Exercise prompt: Up to the line containing "Camera-trap tally: mark every instance of the dry", nothing is kept; from that line through the end of the data below, output every line exactly.

■ ■ ■ ■ ■

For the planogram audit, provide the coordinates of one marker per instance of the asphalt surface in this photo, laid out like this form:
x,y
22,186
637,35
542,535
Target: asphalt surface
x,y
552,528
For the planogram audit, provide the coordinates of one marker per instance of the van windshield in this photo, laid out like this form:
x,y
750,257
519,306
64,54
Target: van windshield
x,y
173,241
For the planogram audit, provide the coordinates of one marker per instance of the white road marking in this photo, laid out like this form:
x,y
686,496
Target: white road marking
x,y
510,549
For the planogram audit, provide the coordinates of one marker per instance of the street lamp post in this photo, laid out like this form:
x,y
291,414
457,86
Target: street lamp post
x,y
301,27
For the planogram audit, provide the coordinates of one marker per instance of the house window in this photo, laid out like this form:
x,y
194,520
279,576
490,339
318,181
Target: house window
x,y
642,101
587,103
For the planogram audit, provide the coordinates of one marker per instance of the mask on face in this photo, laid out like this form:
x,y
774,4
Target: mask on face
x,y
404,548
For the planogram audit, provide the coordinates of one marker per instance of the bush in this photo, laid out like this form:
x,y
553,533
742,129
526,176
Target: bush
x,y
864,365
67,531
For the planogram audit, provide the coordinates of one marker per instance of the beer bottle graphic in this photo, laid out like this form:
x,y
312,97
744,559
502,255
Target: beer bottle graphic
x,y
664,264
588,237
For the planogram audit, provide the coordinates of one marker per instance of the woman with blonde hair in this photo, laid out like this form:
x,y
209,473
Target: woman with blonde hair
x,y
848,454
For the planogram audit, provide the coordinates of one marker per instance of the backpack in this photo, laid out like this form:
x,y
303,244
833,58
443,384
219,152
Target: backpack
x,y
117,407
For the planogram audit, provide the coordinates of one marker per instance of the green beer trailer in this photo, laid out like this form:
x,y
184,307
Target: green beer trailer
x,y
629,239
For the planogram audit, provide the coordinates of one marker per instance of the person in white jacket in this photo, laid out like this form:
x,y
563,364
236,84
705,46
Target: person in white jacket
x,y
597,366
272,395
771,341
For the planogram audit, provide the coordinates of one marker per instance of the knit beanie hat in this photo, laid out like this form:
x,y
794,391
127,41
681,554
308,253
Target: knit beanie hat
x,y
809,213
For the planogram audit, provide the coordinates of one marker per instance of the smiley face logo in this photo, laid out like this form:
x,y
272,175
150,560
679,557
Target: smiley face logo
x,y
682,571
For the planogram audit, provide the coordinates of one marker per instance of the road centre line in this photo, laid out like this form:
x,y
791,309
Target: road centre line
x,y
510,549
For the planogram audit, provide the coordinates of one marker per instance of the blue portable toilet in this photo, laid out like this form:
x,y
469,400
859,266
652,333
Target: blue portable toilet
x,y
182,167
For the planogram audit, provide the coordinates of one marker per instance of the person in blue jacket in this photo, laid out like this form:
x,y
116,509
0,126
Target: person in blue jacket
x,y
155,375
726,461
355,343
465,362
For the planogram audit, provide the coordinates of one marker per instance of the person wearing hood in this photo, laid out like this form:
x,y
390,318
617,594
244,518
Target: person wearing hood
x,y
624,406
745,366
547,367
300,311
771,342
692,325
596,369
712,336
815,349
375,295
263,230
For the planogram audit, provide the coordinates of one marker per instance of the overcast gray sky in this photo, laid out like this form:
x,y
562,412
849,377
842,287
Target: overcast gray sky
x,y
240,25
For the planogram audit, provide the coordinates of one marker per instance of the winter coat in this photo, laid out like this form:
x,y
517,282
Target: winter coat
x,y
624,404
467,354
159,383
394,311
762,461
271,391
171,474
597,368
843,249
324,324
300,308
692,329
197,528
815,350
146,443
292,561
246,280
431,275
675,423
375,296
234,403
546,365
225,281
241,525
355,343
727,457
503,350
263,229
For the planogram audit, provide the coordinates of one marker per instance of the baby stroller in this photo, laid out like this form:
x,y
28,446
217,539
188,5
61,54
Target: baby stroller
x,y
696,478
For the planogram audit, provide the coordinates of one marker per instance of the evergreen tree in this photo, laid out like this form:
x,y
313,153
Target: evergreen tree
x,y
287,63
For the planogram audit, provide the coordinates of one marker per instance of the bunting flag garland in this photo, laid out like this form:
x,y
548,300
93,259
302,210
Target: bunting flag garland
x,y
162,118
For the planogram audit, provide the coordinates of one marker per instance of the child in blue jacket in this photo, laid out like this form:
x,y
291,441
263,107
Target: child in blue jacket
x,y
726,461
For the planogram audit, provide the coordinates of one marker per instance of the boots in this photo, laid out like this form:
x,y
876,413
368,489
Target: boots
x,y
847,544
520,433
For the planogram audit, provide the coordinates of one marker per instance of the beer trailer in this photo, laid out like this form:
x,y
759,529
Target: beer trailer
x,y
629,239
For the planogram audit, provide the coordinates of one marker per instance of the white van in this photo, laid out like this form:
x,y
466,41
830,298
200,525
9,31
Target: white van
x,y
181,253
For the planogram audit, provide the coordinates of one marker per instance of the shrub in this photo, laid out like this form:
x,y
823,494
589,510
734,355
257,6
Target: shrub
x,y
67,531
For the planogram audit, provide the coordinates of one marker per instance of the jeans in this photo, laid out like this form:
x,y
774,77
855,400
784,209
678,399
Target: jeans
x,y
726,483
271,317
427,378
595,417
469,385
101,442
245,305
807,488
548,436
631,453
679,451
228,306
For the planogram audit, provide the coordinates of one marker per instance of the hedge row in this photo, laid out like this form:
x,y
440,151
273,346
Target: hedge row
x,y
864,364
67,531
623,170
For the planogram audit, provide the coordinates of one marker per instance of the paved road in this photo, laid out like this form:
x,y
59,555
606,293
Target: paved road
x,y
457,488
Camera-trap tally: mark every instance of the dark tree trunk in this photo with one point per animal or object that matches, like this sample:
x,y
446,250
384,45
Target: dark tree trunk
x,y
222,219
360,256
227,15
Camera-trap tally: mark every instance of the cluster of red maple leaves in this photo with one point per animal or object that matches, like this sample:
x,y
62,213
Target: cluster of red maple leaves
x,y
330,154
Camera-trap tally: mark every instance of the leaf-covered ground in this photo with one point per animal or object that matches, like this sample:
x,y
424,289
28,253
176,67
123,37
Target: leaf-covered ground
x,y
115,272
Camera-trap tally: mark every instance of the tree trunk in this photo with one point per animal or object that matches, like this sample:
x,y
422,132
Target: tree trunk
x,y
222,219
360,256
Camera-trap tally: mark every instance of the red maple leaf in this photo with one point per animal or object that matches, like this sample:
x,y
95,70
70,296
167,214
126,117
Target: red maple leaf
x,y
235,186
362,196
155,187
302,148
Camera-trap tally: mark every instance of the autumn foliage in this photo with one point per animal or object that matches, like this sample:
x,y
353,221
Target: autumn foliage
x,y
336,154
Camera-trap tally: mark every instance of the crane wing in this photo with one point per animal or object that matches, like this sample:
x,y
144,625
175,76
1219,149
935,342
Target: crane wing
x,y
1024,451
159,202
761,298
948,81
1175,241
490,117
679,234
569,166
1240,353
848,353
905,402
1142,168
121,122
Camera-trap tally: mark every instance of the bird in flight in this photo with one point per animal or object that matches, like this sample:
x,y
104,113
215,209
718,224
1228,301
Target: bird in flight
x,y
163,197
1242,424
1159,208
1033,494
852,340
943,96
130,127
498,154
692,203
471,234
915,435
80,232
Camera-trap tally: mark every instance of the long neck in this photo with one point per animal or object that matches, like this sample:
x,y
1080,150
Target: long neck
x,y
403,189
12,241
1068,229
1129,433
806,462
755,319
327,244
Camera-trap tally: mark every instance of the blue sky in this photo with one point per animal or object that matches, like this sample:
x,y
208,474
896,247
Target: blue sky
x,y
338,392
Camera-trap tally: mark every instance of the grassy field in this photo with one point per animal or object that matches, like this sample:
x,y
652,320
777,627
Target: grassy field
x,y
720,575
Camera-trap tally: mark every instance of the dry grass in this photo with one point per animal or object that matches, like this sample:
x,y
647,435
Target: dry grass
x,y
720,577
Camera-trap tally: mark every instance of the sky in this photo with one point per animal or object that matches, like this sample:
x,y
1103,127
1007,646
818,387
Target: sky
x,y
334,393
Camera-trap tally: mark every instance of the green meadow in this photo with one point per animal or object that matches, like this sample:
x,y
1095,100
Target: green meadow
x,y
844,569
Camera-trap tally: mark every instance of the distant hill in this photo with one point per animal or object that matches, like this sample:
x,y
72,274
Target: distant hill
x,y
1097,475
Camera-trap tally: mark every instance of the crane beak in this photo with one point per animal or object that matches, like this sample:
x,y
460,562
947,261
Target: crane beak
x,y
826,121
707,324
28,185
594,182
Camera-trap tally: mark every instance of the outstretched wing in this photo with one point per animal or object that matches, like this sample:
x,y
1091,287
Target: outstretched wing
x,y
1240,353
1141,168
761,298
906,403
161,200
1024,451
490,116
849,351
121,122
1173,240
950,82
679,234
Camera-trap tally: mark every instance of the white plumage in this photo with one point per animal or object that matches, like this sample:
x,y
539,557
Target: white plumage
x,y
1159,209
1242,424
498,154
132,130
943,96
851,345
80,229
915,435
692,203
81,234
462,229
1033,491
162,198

■ ■ ■ ■ ■

Result for this task:
Camera-trap tally: mark every instance of the dry grass in this photo with one point per animal or object that matches, like this sample:
x,y
647,435
Target: dry grass
x,y
720,577
Camera-trap tally: mark every instance of the sky in this photo with one point per animal or object that matches, like this sample:
x,y
1103,127
1007,646
818,387
Target: sky
x,y
334,393
Camera-trap tally: mark every instance of the green meadow in this photo with one point per animal or object that matches, like this sample:
x,y
1095,100
Target: green meadow
x,y
844,569
Camera-trap tally: mark every instance of the distant hill in this photo with one point per animal or object that matches, like this sample:
x,y
72,274
Target: distant hill
x,y
1097,475
Camera-trap tally: mark every instance of the crane beak in this photo with one point per animal or object that matches, like this sample:
x,y
460,562
947,261
Target: crane beak
x,y
826,121
707,324
28,185
594,182
Camera-trap tally: mark every instance of the outstretched wing in this photo with one point per animal or object that matches, like this sample:
x,y
1091,287
Target: outstretched wing
x,y
1240,353
1141,168
761,298
906,403
161,200
1024,451
490,116
849,351
121,122
1173,240
950,82
679,234
Camera-trap tally: mark every instance of the white plumage in this photo with one point per animal or object that matches, like this sample:
x,y
539,557
Target: white plumage
x,y
1159,209
1242,424
498,154
132,130
943,96
851,345
80,229
915,435
692,203
81,234
462,229
1033,491
162,198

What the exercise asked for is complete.